- WHAT YOU NEED TO DO:
From the listing below, set down exactly the lines between the one holding "Query: tan stucco wall" and the one holding "the window in", inclusive. No other line is wanted.

- EXTRACTED INFORMATION:
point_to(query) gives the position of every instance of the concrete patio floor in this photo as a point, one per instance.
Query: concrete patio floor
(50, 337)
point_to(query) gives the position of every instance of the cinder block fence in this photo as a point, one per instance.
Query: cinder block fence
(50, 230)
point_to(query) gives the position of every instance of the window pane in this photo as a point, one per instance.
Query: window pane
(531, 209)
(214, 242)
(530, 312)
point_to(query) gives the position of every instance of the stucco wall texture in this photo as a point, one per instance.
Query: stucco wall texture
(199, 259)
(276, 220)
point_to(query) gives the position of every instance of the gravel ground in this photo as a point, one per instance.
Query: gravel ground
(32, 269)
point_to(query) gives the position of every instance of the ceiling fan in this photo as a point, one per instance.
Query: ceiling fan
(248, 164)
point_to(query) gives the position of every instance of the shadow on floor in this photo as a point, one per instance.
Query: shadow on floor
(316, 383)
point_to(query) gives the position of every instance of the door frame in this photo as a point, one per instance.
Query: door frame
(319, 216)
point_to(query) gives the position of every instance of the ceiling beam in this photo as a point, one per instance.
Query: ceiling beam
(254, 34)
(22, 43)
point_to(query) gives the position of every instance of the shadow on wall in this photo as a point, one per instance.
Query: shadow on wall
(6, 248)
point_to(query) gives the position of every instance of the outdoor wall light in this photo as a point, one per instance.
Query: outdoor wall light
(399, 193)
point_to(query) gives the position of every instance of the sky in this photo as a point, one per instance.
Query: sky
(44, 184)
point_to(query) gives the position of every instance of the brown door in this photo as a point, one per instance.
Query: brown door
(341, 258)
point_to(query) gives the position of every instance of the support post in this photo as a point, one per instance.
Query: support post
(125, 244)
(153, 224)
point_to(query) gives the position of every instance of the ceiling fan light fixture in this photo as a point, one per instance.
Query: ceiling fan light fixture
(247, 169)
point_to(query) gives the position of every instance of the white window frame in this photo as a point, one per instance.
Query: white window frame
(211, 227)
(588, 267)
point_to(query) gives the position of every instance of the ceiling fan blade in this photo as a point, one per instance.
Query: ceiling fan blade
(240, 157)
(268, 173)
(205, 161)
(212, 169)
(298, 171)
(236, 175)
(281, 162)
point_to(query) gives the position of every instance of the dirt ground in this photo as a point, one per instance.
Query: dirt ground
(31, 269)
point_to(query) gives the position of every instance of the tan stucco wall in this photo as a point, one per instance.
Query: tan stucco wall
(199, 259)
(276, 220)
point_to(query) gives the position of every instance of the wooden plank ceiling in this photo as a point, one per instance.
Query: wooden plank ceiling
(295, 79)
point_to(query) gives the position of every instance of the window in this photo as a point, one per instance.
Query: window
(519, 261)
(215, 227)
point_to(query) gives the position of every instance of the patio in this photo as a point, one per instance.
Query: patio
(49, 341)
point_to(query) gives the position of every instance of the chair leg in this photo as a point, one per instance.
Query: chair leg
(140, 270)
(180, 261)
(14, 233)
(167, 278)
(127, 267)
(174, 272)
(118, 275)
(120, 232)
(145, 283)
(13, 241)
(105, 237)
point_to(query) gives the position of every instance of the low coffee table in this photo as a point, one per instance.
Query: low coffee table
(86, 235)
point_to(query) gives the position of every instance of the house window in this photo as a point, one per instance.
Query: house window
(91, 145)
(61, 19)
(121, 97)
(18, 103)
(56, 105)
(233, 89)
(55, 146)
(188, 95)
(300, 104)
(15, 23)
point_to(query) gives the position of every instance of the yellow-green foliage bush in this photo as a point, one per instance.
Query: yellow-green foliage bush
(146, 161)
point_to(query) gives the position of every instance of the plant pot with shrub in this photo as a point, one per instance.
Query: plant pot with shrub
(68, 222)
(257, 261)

- RESPONSE FOR THIS EXERCISE:
Query: tan stucco wall
(199, 259)
(276, 220)
point_to(query) gives the position of every instance of the wooden plank ceiling in this photo as a point, one per instance.
Query: wooden plank ceiling
(295, 79)
point_to(query) gives the position of every instance of the window in this photo as a point, one per instance.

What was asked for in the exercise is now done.